*About this task*
Note each line in the data holding the string "green" and report it.

*Supplied data*
┄┄┄┄┄┄┄┄┄┄┄┄┄┄┄┄┄┄┄┄
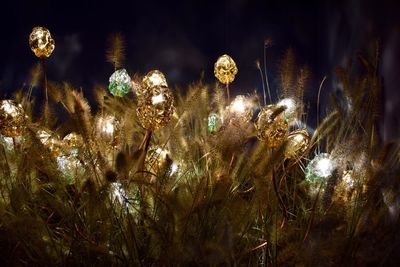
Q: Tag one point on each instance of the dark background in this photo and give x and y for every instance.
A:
(183, 39)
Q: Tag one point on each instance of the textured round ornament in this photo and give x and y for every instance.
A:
(225, 69)
(154, 78)
(214, 122)
(290, 108)
(320, 168)
(271, 126)
(241, 108)
(120, 83)
(156, 108)
(41, 42)
(70, 167)
(107, 129)
(12, 118)
(297, 143)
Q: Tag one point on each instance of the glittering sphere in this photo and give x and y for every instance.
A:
(290, 108)
(225, 69)
(297, 143)
(241, 108)
(120, 83)
(107, 129)
(156, 108)
(12, 118)
(157, 158)
(154, 78)
(320, 168)
(271, 126)
(214, 122)
(41, 42)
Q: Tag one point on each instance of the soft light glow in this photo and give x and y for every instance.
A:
(238, 106)
(157, 99)
(9, 108)
(162, 152)
(106, 124)
(320, 168)
(118, 193)
(156, 79)
(174, 168)
(348, 179)
(290, 107)
(324, 167)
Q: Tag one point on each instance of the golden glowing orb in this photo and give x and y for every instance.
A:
(154, 78)
(225, 69)
(155, 108)
(41, 42)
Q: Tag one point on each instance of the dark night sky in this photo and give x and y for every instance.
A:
(184, 39)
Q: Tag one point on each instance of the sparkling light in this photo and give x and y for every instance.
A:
(348, 179)
(157, 99)
(238, 106)
(324, 167)
(290, 107)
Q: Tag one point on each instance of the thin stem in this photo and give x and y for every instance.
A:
(228, 93)
(318, 104)
(43, 63)
(266, 75)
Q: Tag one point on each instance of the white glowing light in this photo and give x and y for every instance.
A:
(290, 107)
(9, 107)
(45, 137)
(156, 79)
(106, 124)
(157, 99)
(162, 152)
(174, 168)
(118, 193)
(238, 105)
(348, 179)
(325, 167)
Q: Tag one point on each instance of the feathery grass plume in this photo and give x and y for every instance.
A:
(286, 73)
(301, 82)
(55, 91)
(116, 51)
(79, 111)
(220, 198)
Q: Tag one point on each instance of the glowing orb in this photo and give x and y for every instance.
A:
(320, 168)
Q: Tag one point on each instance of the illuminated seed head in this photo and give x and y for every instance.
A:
(225, 69)
(41, 42)
(320, 168)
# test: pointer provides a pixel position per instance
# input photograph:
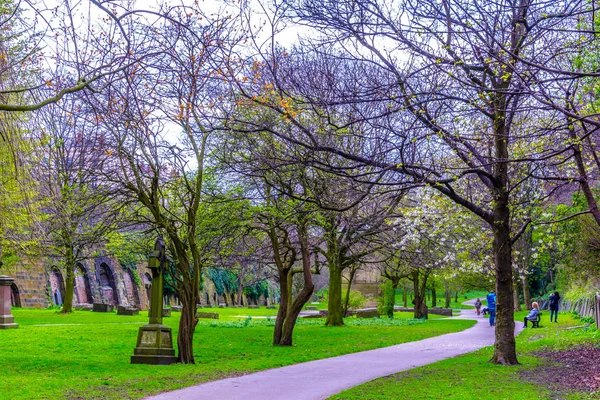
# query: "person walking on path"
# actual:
(491, 299)
(478, 307)
(554, 300)
(532, 316)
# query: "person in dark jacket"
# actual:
(554, 300)
(532, 316)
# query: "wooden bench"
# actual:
(536, 323)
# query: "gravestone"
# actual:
(7, 321)
(200, 314)
(101, 307)
(122, 310)
(367, 313)
(155, 340)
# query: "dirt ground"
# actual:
(573, 370)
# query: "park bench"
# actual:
(536, 323)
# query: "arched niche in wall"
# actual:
(83, 289)
(108, 284)
(15, 296)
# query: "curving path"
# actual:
(323, 378)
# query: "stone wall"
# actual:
(100, 279)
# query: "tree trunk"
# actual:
(290, 283)
(304, 296)
(516, 296)
(334, 305)
(239, 295)
(347, 300)
(504, 346)
(283, 306)
(420, 310)
(187, 326)
(526, 294)
(69, 282)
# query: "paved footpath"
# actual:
(323, 378)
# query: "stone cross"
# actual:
(155, 341)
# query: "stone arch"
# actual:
(15, 296)
(57, 286)
(148, 285)
(83, 289)
(131, 288)
(108, 284)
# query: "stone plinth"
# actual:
(201, 314)
(7, 321)
(100, 307)
(154, 346)
(121, 310)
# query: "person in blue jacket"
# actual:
(532, 316)
(491, 298)
(554, 301)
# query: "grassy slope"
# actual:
(471, 376)
(88, 357)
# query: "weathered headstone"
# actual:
(367, 313)
(7, 320)
(155, 340)
(122, 310)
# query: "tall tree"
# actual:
(437, 89)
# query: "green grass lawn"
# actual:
(471, 376)
(86, 355)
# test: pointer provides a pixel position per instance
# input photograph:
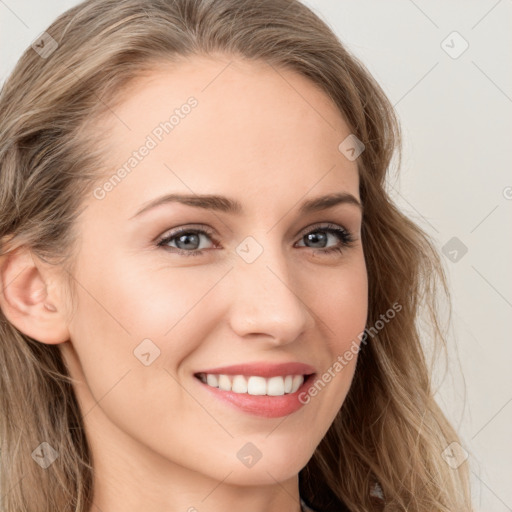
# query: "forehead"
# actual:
(225, 125)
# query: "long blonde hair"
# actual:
(390, 429)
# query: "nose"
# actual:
(266, 301)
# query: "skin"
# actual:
(268, 138)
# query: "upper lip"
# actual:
(263, 369)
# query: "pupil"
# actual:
(315, 238)
(183, 238)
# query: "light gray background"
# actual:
(457, 126)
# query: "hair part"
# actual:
(49, 162)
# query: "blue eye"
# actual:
(188, 240)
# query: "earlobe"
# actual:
(29, 298)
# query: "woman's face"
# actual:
(251, 288)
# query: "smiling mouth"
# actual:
(254, 384)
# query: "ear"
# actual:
(30, 297)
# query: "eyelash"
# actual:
(344, 235)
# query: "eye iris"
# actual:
(316, 237)
(184, 237)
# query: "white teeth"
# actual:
(255, 385)
(239, 384)
(224, 383)
(297, 382)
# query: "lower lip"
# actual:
(263, 405)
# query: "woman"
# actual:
(286, 373)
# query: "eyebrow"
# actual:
(227, 205)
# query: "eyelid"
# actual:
(349, 236)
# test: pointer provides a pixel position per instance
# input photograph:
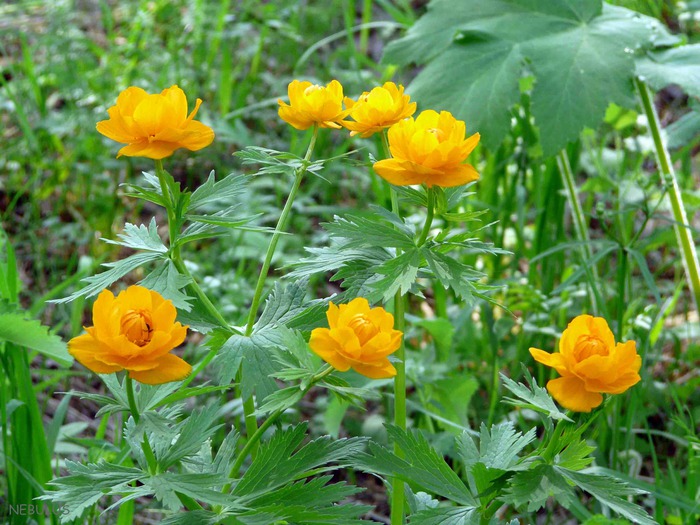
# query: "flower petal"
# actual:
(382, 370)
(570, 392)
(169, 368)
(87, 350)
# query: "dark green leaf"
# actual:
(680, 65)
(475, 51)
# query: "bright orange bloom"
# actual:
(154, 126)
(379, 109)
(429, 150)
(590, 364)
(359, 337)
(311, 104)
(136, 332)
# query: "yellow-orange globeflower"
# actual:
(430, 150)
(359, 337)
(154, 126)
(379, 109)
(590, 364)
(311, 104)
(134, 331)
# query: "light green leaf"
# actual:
(679, 65)
(279, 462)
(422, 466)
(29, 333)
(167, 281)
(140, 237)
(225, 190)
(530, 489)
(475, 53)
(447, 516)
(284, 303)
(535, 397)
(499, 446)
(117, 270)
(609, 491)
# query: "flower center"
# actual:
(312, 89)
(363, 328)
(588, 346)
(439, 134)
(137, 326)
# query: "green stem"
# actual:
(177, 258)
(579, 219)
(668, 177)
(255, 438)
(429, 218)
(130, 397)
(251, 423)
(397, 493)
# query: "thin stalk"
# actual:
(397, 492)
(668, 177)
(579, 219)
(251, 423)
(129, 383)
(175, 252)
(255, 438)
(429, 218)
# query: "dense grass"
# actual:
(63, 63)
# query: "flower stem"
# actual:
(668, 177)
(397, 494)
(254, 440)
(177, 258)
(429, 218)
(249, 404)
(129, 384)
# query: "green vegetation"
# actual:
(587, 203)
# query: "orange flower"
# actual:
(154, 126)
(430, 149)
(311, 104)
(379, 109)
(590, 364)
(136, 332)
(359, 337)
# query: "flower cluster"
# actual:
(154, 126)
(590, 364)
(134, 331)
(358, 337)
(430, 150)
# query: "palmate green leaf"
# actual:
(680, 65)
(168, 281)
(422, 466)
(85, 485)
(530, 489)
(30, 333)
(609, 491)
(279, 462)
(117, 270)
(499, 446)
(196, 428)
(284, 303)
(140, 237)
(535, 397)
(448, 516)
(399, 275)
(371, 230)
(212, 192)
(202, 487)
(258, 357)
(475, 53)
(453, 274)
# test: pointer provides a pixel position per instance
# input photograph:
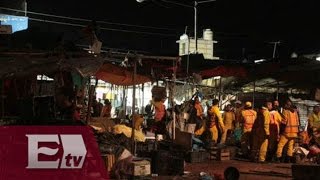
┄┄┄┄┄┄┄┄┄┄┄┄┄┄┄┄┄┄┄┄
*Your solution*
# query: "green grass lawn"
# query: "dark green leaf"
# query: "light green leaf"
# query: "green stem"
# query: "green vegetation"
# query: "palmate green leaf"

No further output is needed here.